Stored items from a collection
<<<<
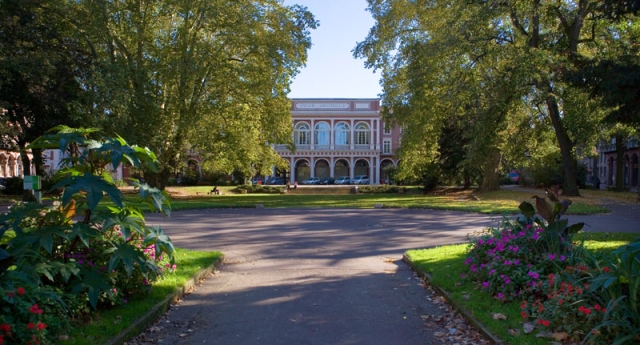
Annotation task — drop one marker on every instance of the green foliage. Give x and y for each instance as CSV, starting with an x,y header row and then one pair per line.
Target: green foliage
x,y
562,287
94,256
217,85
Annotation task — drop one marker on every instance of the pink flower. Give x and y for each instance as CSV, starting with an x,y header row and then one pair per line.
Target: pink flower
x,y
35,309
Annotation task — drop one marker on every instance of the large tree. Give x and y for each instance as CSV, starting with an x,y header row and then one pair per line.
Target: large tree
x,y
527,44
42,65
211,76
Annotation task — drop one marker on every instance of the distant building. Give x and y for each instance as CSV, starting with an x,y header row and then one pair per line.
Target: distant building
x,y
605,166
339,137
11,164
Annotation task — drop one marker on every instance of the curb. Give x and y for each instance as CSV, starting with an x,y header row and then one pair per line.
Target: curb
x,y
140,324
460,309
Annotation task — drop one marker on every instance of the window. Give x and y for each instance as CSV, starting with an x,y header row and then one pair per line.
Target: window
x,y
386,146
342,134
362,134
322,134
301,134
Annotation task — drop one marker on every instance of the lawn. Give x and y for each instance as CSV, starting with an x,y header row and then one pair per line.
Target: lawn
>>>>
■ Task directions
Reproduce every line of the material, requests included, scaling each x and y coordinate in the answers by 1.45 and rounding to whole numbers, with halves rounded up. Omit the pictures from your answer.

■ Result for this task
Annotation task — drop one marker on every instance of the green foliage. Give x and y for each instance as CSV, starting with an x,y header row and then one pair per line.
Target: green foliage
x,y
815,416
136,371
315,123
Annotation task — drop one marker on every instance of the pink flower. Give x and y for each instance as CSV, starting with an x,y header row and then one pair per line.
Target: pink flower
x,y
51,448
Annotation task — drop one marker on every instance of the large tree. Give x and y for each instance as CSV, starting with an x,y header row and then one pair per line.
Target: large tree
x,y
764,64
61,94
306,110
Annotation task — drop one marker on every instance of the distant building. Give x and y for each instance as CSV, starting with an x,y header row and then one pair per line.
Target: distant building
x,y
877,241
492,199
16,238
Annotation task — drop one marker on every instance of the curb. Give x and y for each instance as CSV, starting with an x,y header row and then one pair per line.
Target: curb
x,y
203,470
667,448
Annotation task — drop one marker on every instance of the window. Give x and y for each instance as CSV, starting with an x,y header row and then one pair per line.
Target: window
x,y
560,212
496,194
525,194
467,194
436,194
Annotation task — drop one marker on every instance of the lawn. Give x and y for each instance as CSV, starting with an x,y header row and then one pair per line.
Target: lawn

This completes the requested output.